Der «Puls-Tipp» hat mit der Berichterstattung über einen Todesfall im Berner Inselspital gleich mehrere standesethische Regeln verletzt. Zu diesem Schluss kommt der Schweizer Presserat in einem am Dienstag veröffentlichten Entscheid. Im September 2001 hatte der «Puls-Tipp» einen Bericht veröffentlicht, in dem er im Zusammenhang mit dem Tod einer 79-Jährigen im Inselspital schwere Vorwüre erhob: Die Frau sei beim Legen einer Magensonde durch die Bauchhaut zuerst fehlerhaft, dann ungenügend behandelt worden. Im Inselspital gebe es eine generelle Führungskrise: In drei Jahren seien vier der sechs Spitaldirektoren zurückgetreten. Die Spitalleitung gelangte an den Presserat, weil der Artikel unrichtige Aussagen enthalten habe. Zudem seien wichtige Informationen unterschlagen worden. Einem Interviewpartner sei der Text nicht zum Gegenlesen gegeben, ein weiterer sei nicht richtig über den Kontext informiert worden.

● **AUFGABENDETAILS**
Schreibe den Text über den Presserat-Entscheid zum «Puls-Tipp» vollständig und wortgetreu ab. Die Einträge stammen aus einer anderen Quelle.

● **DIE DATEN**
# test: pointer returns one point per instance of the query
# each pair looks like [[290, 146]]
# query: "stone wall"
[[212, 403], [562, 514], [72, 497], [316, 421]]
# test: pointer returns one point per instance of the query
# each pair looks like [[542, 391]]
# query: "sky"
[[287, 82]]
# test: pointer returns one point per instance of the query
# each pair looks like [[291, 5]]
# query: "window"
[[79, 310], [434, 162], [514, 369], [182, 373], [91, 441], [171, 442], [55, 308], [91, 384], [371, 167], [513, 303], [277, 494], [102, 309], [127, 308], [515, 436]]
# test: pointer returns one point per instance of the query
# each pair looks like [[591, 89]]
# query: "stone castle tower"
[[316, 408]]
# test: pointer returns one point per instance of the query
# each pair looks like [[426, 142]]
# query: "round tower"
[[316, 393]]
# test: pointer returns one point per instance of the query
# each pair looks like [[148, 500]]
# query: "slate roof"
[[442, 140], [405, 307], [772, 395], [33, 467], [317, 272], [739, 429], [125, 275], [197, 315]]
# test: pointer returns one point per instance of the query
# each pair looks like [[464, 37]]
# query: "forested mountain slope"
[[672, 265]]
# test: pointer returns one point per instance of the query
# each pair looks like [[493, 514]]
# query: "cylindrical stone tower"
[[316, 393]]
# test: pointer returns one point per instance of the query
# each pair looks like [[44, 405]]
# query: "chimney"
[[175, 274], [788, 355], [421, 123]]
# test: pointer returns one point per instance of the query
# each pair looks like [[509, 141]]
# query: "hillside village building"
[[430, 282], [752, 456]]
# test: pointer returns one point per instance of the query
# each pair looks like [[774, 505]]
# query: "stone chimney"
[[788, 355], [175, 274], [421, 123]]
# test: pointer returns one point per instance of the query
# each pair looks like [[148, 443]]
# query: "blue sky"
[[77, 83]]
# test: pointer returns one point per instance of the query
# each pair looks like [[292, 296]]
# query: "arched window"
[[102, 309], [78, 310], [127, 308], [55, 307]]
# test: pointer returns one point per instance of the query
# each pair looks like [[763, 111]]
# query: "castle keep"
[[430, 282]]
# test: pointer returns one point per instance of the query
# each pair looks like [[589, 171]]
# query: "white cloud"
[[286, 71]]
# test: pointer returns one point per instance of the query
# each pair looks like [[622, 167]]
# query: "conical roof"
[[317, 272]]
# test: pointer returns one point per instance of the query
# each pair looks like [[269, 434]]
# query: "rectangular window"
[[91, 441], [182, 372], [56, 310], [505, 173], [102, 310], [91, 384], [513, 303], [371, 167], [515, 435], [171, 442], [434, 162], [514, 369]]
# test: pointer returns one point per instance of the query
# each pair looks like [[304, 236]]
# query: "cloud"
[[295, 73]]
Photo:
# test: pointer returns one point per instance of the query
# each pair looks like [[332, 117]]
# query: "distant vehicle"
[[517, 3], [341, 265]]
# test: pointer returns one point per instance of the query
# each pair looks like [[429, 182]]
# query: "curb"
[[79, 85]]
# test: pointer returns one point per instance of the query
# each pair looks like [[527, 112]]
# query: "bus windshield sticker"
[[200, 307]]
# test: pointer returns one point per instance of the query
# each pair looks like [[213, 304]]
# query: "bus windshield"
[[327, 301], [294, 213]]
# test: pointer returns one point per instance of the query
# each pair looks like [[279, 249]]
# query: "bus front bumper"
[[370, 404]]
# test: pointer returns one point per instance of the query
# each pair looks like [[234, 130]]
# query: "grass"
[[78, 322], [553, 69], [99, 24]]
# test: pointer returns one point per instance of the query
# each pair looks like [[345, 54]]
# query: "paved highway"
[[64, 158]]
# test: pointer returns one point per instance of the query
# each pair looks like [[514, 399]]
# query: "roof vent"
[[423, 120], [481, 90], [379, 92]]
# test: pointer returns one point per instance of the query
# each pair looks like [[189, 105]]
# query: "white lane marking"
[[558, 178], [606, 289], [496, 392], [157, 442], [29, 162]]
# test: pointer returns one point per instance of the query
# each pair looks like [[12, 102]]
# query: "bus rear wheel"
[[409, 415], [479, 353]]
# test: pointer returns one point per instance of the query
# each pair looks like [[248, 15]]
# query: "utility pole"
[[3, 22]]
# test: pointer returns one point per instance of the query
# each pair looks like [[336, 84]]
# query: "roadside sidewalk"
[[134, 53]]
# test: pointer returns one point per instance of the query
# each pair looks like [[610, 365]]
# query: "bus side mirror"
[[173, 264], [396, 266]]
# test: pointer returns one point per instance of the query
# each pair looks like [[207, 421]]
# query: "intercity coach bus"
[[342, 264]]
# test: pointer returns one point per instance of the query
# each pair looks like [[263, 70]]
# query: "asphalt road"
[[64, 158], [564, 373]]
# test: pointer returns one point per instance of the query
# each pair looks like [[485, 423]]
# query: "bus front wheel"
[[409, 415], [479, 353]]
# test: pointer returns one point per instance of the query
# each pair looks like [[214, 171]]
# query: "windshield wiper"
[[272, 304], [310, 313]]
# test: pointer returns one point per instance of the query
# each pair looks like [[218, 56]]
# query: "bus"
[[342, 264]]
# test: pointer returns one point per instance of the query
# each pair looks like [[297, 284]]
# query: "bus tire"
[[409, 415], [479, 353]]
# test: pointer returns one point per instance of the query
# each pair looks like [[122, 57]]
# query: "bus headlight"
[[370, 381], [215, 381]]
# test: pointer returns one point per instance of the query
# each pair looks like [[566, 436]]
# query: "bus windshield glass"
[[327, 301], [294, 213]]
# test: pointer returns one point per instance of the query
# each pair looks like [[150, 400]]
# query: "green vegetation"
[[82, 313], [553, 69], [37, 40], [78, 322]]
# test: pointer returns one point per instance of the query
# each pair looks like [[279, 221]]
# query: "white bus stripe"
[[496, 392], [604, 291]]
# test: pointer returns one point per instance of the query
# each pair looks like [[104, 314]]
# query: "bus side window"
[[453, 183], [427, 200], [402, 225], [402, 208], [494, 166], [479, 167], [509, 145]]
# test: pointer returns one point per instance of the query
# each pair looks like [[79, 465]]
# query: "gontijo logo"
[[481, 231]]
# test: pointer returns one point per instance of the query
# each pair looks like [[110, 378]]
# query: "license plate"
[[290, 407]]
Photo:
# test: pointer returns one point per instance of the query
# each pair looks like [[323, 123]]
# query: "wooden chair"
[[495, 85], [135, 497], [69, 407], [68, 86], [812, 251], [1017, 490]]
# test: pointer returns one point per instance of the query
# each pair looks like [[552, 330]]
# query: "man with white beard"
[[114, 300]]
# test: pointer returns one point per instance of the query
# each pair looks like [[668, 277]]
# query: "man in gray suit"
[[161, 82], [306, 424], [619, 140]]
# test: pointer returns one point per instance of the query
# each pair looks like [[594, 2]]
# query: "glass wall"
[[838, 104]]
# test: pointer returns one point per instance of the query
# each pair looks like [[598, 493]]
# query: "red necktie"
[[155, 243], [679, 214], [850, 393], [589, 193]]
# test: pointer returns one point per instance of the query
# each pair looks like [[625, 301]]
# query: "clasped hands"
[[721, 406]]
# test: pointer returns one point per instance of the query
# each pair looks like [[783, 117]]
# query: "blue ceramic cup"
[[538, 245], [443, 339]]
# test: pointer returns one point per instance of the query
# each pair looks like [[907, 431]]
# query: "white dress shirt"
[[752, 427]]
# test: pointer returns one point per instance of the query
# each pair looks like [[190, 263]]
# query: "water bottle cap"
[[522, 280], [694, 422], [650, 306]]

● **ERLEDIGTE AUFGABE**
Der «Puls-Tipp» hat mit der Berichterstattung über einen Todesfall im Berner Inselspital gleich mehrere standesethische Regeln verletzt. Zu diesem Schluss kommt der Schweizer Presserat in einem am Dienstag veröffentlichten Entscheid. Im September 2001 hatte der «Puls-Tipp» einen Bericht veröffentlicht, in dem er im Zusammenhang mit dem Tod einer 79-Jährigen im Inselspital schwere Vorwüre erhob: Die Frau sei beim Legen einer Magensonde durch die Bauchhaut zuerst fehlerhaft, dann ungenügend behandelt worden. Im Inselspital gebe es eine generelle Führungskrise: In drei Jahren seien vier der sechs Spitaldirektoren zurückgetreten. Die Spitalleitung gelangte an den Presserat, weil der Artikel unrichtige Aussagen enthalten habe. Zudem seien wichtige Informationen unterschlagen worden. Einem Interviewpartner sei der Text nicht zum Gegenlesen gegeben, ein weiterer sei nicht richtig über den Kontext informiert worden.